- Work task -
An exact copy of the entries is needed, with every picture left out.

(Spatial localization data)

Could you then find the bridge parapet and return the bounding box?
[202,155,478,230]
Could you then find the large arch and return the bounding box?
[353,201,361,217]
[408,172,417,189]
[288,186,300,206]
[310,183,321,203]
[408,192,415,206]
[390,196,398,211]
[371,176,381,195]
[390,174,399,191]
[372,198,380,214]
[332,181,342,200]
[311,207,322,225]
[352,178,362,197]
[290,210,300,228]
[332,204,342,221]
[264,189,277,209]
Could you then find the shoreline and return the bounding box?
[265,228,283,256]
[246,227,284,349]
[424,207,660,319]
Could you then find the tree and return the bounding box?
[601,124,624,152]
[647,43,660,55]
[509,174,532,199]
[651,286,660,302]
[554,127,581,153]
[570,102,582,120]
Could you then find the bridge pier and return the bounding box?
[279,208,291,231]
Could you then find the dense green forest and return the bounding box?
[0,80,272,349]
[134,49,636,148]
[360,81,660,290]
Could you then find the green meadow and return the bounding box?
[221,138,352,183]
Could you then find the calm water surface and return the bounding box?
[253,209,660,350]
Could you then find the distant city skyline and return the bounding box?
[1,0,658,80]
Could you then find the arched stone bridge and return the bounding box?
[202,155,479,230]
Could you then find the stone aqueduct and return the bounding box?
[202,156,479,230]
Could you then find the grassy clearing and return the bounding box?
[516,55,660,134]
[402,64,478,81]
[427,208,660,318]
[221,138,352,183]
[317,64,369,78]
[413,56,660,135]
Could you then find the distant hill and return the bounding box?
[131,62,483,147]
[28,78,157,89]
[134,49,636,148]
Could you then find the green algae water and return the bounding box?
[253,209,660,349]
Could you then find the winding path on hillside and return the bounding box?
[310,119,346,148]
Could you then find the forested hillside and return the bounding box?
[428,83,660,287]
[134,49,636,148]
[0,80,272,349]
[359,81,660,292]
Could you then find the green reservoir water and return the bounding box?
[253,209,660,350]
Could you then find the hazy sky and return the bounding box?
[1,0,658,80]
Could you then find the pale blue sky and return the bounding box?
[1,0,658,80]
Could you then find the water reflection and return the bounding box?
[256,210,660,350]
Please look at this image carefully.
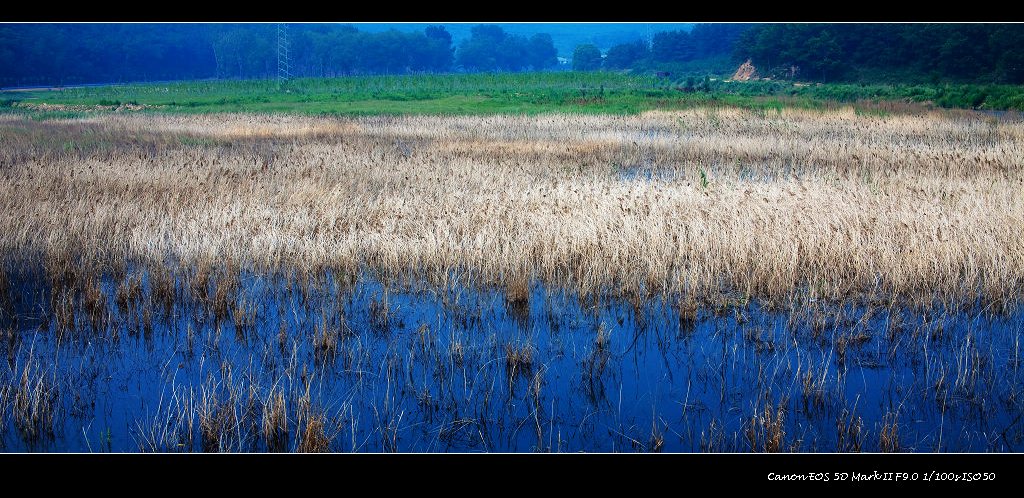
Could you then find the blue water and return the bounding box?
[1,268,1021,452]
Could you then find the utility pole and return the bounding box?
[277,23,291,89]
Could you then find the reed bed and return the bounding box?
[0,108,1021,311]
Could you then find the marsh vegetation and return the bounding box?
[0,108,1021,451]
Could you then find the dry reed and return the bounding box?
[0,109,1020,310]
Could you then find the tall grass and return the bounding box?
[0,108,1020,312]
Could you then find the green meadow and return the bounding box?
[4,72,1024,117]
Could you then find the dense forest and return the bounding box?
[594,24,1024,84]
[601,24,751,70]
[731,24,1024,83]
[0,24,460,85]
[3,23,1024,87]
[0,24,559,86]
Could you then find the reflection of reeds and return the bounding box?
[369,294,392,333]
[297,415,330,453]
[745,399,786,453]
[700,419,727,452]
[0,380,9,447]
[583,324,611,397]
[677,297,698,331]
[13,355,57,445]
[450,341,464,366]
[312,325,339,365]
[134,383,197,452]
[953,332,991,403]
[295,387,332,453]
[506,275,530,306]
[505,275,531,327]
[1,110,1019,311]
[81,277,108,332]
[4,265,1013,452]
[836,408,864,452]
[212,268,240,325]
[0,268,12,325]
[800,365,827,413]
[878,412,900,453]
[198,369,240,452]
[2,326,15,367]
[115,275,142,318]
[649,418,664,453]
[198,397,235,452]
[151,265,176,318]
[262,387,288,452]
[504,343,534,380]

- Task answer -
Could you then find the bridge parapet and return the bounding box?
[202,155,478,230]
Could you then find the large arch and return the bounding box?
[353,201,361,217]
[408,172,417,189]
[288,186,300,206]
[310,183,321,203]
[408,192,415,206]
[390,196,398,211]
[371,176,381,195]
[390,174,399,191]
[372,198,380,214]
[332,181,342,200]
[311,207,322,225]
[352,178,362,197]
[290,210,300,228]
[332,204,342,221]
[264,189,277,209]
Could you then find the shoreline and return the bounding box?
[265,228,283,256]
[246,227,284,349]
[424,207,660,319]
Could you then find the tree and return the bounding box?
[601,124,624,152]
[647,43,660,55]
[509,174,532,199]
[651,286,660,302]
[554,127,581,153]
[570,102,582,120]
Could you then find the bridge pier and return the bounding box?
[279,208,291,231]
Could you then find the dense green forest and return the bounding box?
[0,80,272,349]
[134,49,636,148]
[360,81,660,290]
Could you then find the green meadow and return the bounding box?
[221,138,352,183]
Could you then find the calm water surface and return the bounding box?
[253,209,660,350]
Could you then find the distant city skyline and return the bounding box?
[1,0,658,80]
Could you then find the arched stone bridge and return the bounding box?
[202,155,479,230]
Could you then find the stone aqueduct and return the bounding box?
[202,156,479,230]
Could you then find the grassy clearing and return the bounding box?
[516,55,660,134]
[402,64,478,81]
[427,208,660,318]
[221,138,352,183]
[317,64,369,78]
[413,56,660,135]
Could you then find the distant hill and return the bounding box?
[131,62,483,147]
[28,78,157,89]
[134,49,636,148]
Could you then find the green algae water and return the bounding box?
[253,209,660,349]
Could you then find the winding path on hillside and return the bounding box?
[310,119,346,148]
Could you then find the forested hillside and return the bounding box?
[428,83,660,287]
[134,49,636,148]
[0,80,272,349]
[359,81,660,292]
Could you then find the green reservoir water and return the bounding box?
[253,209,660,350]
Could you then find the hazy sky and return the bounding box?
[1,0,658,80]
Could you then find the pale blue sky and return the bounding box?
[1,0,658,80]
Could you then find the water reflection and return the bounding box?
[256,210,660,350]
Please look at this image carefully.
Could you then find the blue water and return the bounding box?
[1,268,1021,452]
Could you then find the utility pole and return the bounding box?
[277,23,291,89]
Could you then find the reed bed and return the bounding box?
[0,108,1021,311]
Could you then find the marsh vegetation and return the bounding box?
[0,108,1021,451]
Could you then find the dry reed and return the bounding box?
[0,109,1020,310]
Could you then find the tall grass and return the bounding box?
[0,108,1020,312]
Could you then find the green meadow and return the bounding box?
[4,72,1024,117]
Could you then find the dense forest and return the bounding box?
[594,24,1024,84]
[601,24,751,70]
[731,24,1024,83]
[0,24,460,85]
[3,23,1024,87]
[0,24,559,86]
Could you then find the reflection of reeds and return the bounding box?
[369,294,392,333]
[297,415,330,453]
[745,399,786,453]
[700,419,727,452]
[0,380,9,447]
[583,324,611,397]
[677,297,698,331]
[13,355,57,445]
[450,341,464,366]
[312,325,339,365]
[134,383,197,452]
[953,332,991,403]
[295,387,332,453]
[506,275,530,306]
[505,275,531,327]
[1,110,1019,311]
[81,277,108,332]
[4,265,1013,452]
[836,408,864,452]
[212,268,240,325]
[0,268,12,325]
[800,365,827,413]
[878,412,900,453]
[198,369,240,452]
[2,326,15,367]
[115,275,142,318]
[649,418,664,453]
[198,397,235,452]
[151,265,176,318]
[262,387,288,452]
[504,343,534,380]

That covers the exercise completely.